### [TEXT FOR ANALYSIS]
I’m a strong supporter of apprenticeships as a means of developing vocational skills and as a stepping stone towards a career. I’m a passionate advocate, not least as I was an apprentice myself!  I was one of 90 young people (with somewhat longer hair!) who started our apprenticeships with Michelin in 1979, donning our green overalls.  Over 4 years we developed vocational skills and important life skills alongside technical study much of which stays with me today.  We worked across the company broadening our experience, did PT (yes free gym) every morning and even spent a week in Snowdonia and worked in a high dependency hospital to build our wider experience.  My career has developed into new areas and sectors and while I’ve gone on to do higher education, those formative years were so valuable to my later career .in developing ambition, good work-based behaviours, communication skills and confidence.

Much later through Aspire Housing, I had the opportunity to reconnect with the apprenticeship agenda with PM Training the Group’s award-winning training provider.  While a lot has changed the fundamentals are the same – a job with training, with the learner (since my day apprentices can be adults and young people) undertaking a planned programme of practical and academic studies to develop competence in a profession.  Further, with recent apprenticeship reforms, people can now take apprenticeships all the way to post graduate levels, in an ever-widening range of occupations.  It is a really rewarding experience seeing people developing their skills, confidence and personal skills which are so much part of the apprenticeship programme.  The opportunities for apprenticeships have never been greater.

### [TASKS TO CARRY OUT]
A: State how many young people started apprenticeships with Michelin in 1979, according to the apprenticeship text.
B: Repeat the apprenticeship text from "Much later through" to "never been greater.".
The listing is separate from the apprenticeship text.

Point localization data:
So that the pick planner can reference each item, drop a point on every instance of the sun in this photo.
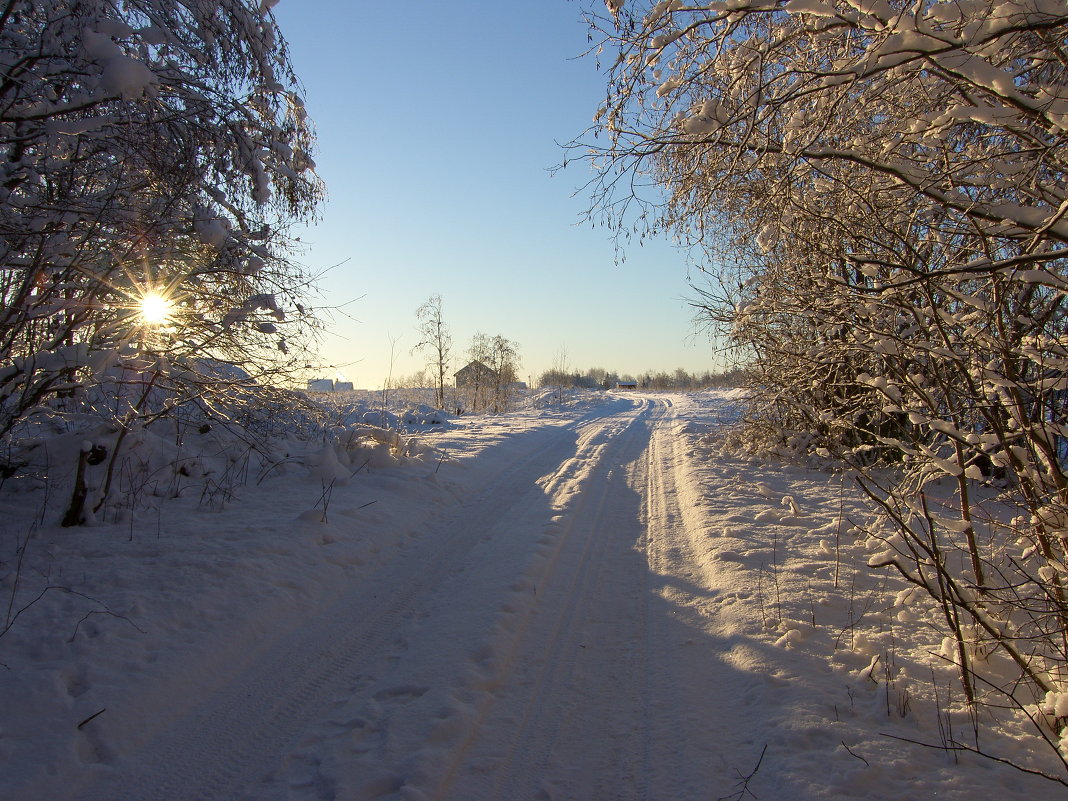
(155, 309)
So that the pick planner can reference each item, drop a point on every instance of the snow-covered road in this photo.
(531, 646)
(584, 603)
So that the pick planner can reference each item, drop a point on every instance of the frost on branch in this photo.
(882, 195)
(148, 147)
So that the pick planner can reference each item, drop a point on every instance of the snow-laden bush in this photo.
(881, 191)
(155, 154)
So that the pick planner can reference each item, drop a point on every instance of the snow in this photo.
(582, 600)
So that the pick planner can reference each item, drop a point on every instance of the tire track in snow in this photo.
(559, 664)
(236, 737)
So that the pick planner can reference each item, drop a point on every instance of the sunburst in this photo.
(155, 309)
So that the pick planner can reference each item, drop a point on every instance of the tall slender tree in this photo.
(436, 342)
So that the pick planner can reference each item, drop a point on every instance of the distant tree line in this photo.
(603, 379)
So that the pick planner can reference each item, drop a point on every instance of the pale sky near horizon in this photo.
(438, 124)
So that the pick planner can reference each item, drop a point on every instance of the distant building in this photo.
(474, 374)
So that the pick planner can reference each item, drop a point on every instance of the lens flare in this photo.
(154, 309)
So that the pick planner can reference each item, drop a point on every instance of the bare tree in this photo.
(436, 342)
(882, 191)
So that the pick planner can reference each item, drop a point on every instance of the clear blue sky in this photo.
(438, 123)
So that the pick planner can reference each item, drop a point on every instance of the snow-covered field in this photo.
(587, 600)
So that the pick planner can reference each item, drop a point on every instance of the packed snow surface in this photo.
(589, 600)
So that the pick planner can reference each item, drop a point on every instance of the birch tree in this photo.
(880, 190)
(436, 342)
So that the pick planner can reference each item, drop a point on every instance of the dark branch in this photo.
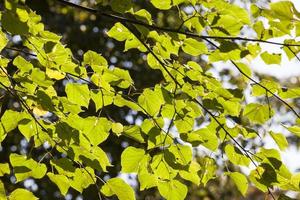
(154, 27)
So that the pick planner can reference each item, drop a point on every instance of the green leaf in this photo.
(294, 129)
(130, 159)
(10, 120)
(258, 113)
(61, 181)
(118, 187)
(133, 132)
(78, 94)
(3, 40)
(83, 178)
(236, 156)
(101, 98)
(204, 137)
(240, 181)
(161, 169)
(117, 128)
(11, 22)
(162, 5)
(28, 128)
(95, 60)
(20, 193)
(25, 168)
(280, 140)
(119, 32)
(118, 77)
(22, 64)
(172, 190)
(192, 173)
(282, 10)
(194, 47)
(121, 6)
(271, 58)
(178, 154)
(2, 191)
(151, 101)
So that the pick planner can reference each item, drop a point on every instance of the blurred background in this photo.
(82, 31)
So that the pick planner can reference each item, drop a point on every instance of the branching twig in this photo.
(154, 27)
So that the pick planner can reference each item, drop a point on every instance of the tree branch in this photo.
(154, 27)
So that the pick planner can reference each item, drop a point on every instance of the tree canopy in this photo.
(146, 99)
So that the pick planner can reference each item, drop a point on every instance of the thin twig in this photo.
(154, 27)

### [ANSWERS FOR THE TASKS]
A: 90

B:
Much later through Aspire Housing, I had the opportunity to reconnect with the apprenticeship agenda with PM Training the Group’s award-winning training provider.  While a lot has changed the fundamentals are the same – a job with training, with the learner (since my day apprentices can be adults and young people) undertaking a planned programme of practical and academic studies to develop competence in a profession.  Further, with recent apprenticeship reforms, people can now take apprenticeships all the way to post graduate levels, in an ever-widening range of occupations.  It is a really rewarding experience seeing people developing their skills, confidence and personal skills which are so much part of the apprenticeship programme.  The opportunities for apprenticeships have never been greater.